• Exercise description
Output the entire listing below as a numbered list, one line per number, and leave out any blank lines.

[Excerpts from a point labeling dataset]
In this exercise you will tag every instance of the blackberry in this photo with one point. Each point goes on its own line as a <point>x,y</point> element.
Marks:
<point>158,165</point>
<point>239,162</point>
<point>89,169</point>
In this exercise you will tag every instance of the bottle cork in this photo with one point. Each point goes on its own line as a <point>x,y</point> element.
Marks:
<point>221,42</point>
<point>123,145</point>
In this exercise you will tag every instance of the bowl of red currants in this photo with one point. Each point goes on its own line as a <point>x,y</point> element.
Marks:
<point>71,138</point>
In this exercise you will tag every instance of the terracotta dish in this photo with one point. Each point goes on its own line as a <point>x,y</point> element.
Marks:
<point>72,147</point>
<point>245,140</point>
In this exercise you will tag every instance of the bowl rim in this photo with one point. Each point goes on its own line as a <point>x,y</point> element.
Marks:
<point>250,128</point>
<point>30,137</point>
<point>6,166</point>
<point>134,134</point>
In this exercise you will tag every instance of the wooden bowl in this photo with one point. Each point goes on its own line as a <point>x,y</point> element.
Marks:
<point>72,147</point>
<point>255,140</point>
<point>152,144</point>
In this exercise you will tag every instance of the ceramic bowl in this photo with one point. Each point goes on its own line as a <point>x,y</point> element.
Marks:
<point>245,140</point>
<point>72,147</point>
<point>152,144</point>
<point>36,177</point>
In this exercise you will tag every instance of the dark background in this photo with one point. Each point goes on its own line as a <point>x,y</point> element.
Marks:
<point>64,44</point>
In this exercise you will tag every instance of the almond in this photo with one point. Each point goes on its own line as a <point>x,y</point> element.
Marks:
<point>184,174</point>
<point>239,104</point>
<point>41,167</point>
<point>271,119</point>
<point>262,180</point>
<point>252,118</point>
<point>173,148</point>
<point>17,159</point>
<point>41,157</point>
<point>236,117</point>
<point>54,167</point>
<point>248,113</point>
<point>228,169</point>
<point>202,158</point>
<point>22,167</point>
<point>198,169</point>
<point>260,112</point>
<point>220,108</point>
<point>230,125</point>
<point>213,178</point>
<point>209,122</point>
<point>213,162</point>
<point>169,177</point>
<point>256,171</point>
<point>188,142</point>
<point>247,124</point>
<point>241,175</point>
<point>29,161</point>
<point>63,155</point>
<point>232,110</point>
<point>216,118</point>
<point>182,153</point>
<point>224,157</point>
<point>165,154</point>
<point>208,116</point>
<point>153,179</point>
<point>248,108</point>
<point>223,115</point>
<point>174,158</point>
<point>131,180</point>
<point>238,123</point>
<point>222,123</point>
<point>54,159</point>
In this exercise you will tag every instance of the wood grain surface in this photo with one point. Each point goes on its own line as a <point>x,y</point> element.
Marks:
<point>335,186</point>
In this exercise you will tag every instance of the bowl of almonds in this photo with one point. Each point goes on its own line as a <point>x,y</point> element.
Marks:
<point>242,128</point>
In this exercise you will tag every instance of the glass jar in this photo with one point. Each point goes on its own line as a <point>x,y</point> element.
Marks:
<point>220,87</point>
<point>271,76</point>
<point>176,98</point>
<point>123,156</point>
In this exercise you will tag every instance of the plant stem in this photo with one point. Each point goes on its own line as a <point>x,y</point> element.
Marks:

• Output
1. In this exercise you will tag every instance of the blackberry in this photo with one point. Each point goes on its own line as a <point>x,y</point> element.
2. Marks:
3. <point>158,165</point>
4. <point>239,162</point>
5. <point>89,169</point>
6. In this exercise you will tag every instance of the bottle cork in this photo with one point. Each point goes on its own line as a <point>x,y</point> element.
7. Marks:
8. <point>221,42</point>
9. <point>123,145</point>
10. In this exercise you will tag every instance of the bowl of red currants in this photo with one point. Each point goes on its own line as a <point>x,y</point> element.
11. Marks:
12. <point>71,138</point>
13. In this exercise you will tag every instance of the terracotta dish in this photo with one point. Each point goes on its own line as a <point>x,y</point> element.
14. Marks:
15. <point>72,147</point>
16. <point>245,140</point>
17. In this exercise you will tag every instance of the bowl rim in this photo with one point. Each point goes on its own line as a <point>x,y</point> element.
18. Marks:
19. <point>250,128</point>
20. <point>30,137</point>
21. <point>6,166</point>
22. <point>134,134</point>
23. In this exercise you will tag every instance of the wooden bowl in this photo with one point. Each point goes on its own line as a <point>x,y</point> element.
24. Marks:
25. <point>72,147</point>
26. <point>255,140</point>
27. <point>152,144</point>
28. In this exercise you will tag every instance of the ceramic bowl in this photo with one point. Each point goes on its own line as a <point>x,y</point> element.
29. Marks:
30. <point>245,140</point>
31. <point>72,147</point>
32. <point>152,144</point>
33. <point>36,177</point>
34. In this exercise you will tag every instance of the dark background in this photo with one point. Each point goes on its own line as a <point>x,y</point> element.
35. Marks:
36. <point>64,44</point>
37. In this exercise you will tag every instance of the almond in this photo with one point. Each point goes on its own line as a <point>x,y</point> element.
38. Marks:
39. <point>184,174</point>
40. <point>239,104</point>
41. <point>41,167</point>
42. <point>271,119</point>
43. <point>262,180</point>
44. <point>252,118</point>
45. <point>173,148</point>
46. <point>17,159</point>
47. <point>41,157</point>
48. <point>236,117</point>
49. <point>54,167</point>
50. <point>248,113</point>
51. <point>228,169</point>
52. <point>202,158</point>
53. <point>22,167</point>
54. <point>198,169</point>
55. <point>260,112</point>
56. <point>220,108</point>
57. <point>230,125</point>
58. <point>213,178</point>
59. <point>209,122</point>
60. <point>213,162</point>
61. <point>169,177</point>
62. <point>256,171</point>
63. <point>188,142</point>
64. <point>247,124</point>
65. <point>241,175</point>
66. <point>29,161</point>
67. <point>63,155</point>
68. <point>232,110</point>
69. <point>216,118</point>
70. <point>182,153</point>
71. <point>224,157</point>
72. <point>165,154</point>
73. <point>208,116</point>
74. <point>153,179</point>
75. <point>248,108</point>
76. <point>223,115</point>
77. <point>174,158</point>
78. <point>131,180</point>
79. <point>238,123</point>
80. <point>222,123</point>
81. <point>54,159</point>
82. In this exercise you will tag every instance of the wood grain surface in this photo with one point. Each point goes on its own line as a <point>x,y</point> element.
83. Marks:
84. <point>335,186</point>
85. In this exercise you will tag every instance of the bowl of almonds in this photo with one point. Each point goes on its own line as a <point>x,y</point> element.
86. Marks:
87. <point>242,128</point>
88. In this exercise you will tag every instance of the glass jar in this photo with one point. Each point goes on its own line as a <point>x,y</point> element.
89. Marks:
90. <point>220,87</point>
91. <point>271,76</point>
92. <point>176,98</point>
93. <point>123,156</point>
94. In this exercise you will tag every instance of the plant stem in this photo with one point. Each point goes on its own line as a <point>x,y</point> element.
95. Marks:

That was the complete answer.